▸ **EXERCISE DETAILS**
Whatever appears in the listing, return all of it exactly.

▸ **INPUT FOR THIS TASK**
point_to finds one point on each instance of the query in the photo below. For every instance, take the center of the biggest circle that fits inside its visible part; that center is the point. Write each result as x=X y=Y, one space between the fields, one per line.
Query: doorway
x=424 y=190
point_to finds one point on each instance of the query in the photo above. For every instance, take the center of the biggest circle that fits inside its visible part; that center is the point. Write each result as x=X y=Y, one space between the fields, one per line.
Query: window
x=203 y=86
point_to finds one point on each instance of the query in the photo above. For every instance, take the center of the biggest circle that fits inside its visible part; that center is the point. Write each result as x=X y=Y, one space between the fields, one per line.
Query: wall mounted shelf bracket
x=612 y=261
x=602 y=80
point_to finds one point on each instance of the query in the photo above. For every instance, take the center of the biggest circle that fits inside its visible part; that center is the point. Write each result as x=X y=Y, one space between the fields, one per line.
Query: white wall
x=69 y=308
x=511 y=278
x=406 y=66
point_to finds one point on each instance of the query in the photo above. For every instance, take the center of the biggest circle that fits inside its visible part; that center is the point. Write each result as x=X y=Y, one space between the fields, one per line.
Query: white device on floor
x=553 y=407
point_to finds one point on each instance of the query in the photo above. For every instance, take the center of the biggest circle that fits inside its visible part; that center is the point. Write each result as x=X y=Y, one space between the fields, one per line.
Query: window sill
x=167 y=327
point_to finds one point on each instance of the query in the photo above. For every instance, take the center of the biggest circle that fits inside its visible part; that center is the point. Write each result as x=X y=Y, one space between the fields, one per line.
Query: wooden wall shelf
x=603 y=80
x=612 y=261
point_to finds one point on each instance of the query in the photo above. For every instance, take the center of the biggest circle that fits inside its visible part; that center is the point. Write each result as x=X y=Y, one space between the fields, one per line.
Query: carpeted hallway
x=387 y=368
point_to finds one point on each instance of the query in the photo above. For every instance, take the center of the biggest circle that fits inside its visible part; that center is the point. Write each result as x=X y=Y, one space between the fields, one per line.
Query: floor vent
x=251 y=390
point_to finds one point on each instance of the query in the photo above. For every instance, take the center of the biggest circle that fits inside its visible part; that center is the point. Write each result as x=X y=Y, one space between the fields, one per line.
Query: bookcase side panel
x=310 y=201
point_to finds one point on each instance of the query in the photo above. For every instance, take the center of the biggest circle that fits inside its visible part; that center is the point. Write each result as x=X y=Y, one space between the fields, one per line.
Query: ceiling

▸ **ANSWER SECTION**
point_to finds one point on each instance of the query in the photo below. For every instance, take the center of the biggest circle that fits inside its visible part; that center is the point. Write each result as x=X y=Y, one space between the fields, one per line.
Query: doorway
x=424 y=190
point_to finds one point on each instance of the query in the photo above. For every instance, take the center of the biggest circle that fits inside its visible part; that center is the point. Write each result as x=X y=Y, one space between the fields, one per line.
Query: window
x=203 y=86
point_to finds one point on each instance of the query in the photo above. For every instance, take the center of the biggest circle that fits inside its visible part; that center is the point. Write each result as x=X y=Y, one space between the fields, one per line.
Query: wall mounted shelf bracket
x=612 y=261
x=602 y=80
point_to finds one point on each instance of the query in the photo above. For every instance, take the center of the biggest circle that fits inside its visible part; that center is the point. Write each result as x=X y=Y, one space between the fields, one per line.
Query: white wall
x=69 y=308
x=511 y=278
x=406 y=66
point_to finds one point on each instance of the query in the photo above. For every instance, take the center of the biggest circle that fits inside its visible part; that center is the point. Write each result as x=X y=Y, one space between the fields, one per line.
Query: white device on floor
x=553 y=407
point_to finds one point on each instance of the query in the photo above. For every instance, take the center of the biggest circle that fits inside its visible part; that center is the point. Write each result as x=X y=Y, one space between the fields, one per line.
Query: window sill
x=167 y=327
point_to finds one point on each instance of the query in the photo above. For every instance, take the center of the biggest circle that fits inside its visible part; that center is the point. Write each result as x=X y=Y, one space between the fields, one per line.
Query: wooden wall shelf
x=603 y=80
x=612 y=261
point_to finds one point on each instance of the query in the photo above. For every instance, take the center of the biggest circle that fits inside its visible part; that center is the point. Write each result as x=X y=Y, one space between the fields, one per line.
Query: carpeted hallway
x=387 y=368
point_to finds one point on each instance of the query in the photo above. For every instance, take the center of the biggest circle that fits inside its visible part; that center is the point. Write each result as x=X y=Y, one space between the fields, one per line.
Query: floor vent
x=251 y=390
point_to finds one point on each instance of the query in the photo above. For every instance, take the center of the biggest circle that fits inside its visible part; that center is the point. Write each result as x=X y=Y, one space between the fields, one per line.
Query: bookcase side panel
x=310 y=201
point_to finds one point on each instance of the query in the photo above. For every instance, take the center of the biggest circle that fits inside its visible part; that center is the point. Write each result as x=X y=Y, one space between the fields, one per line.
Query: ceiling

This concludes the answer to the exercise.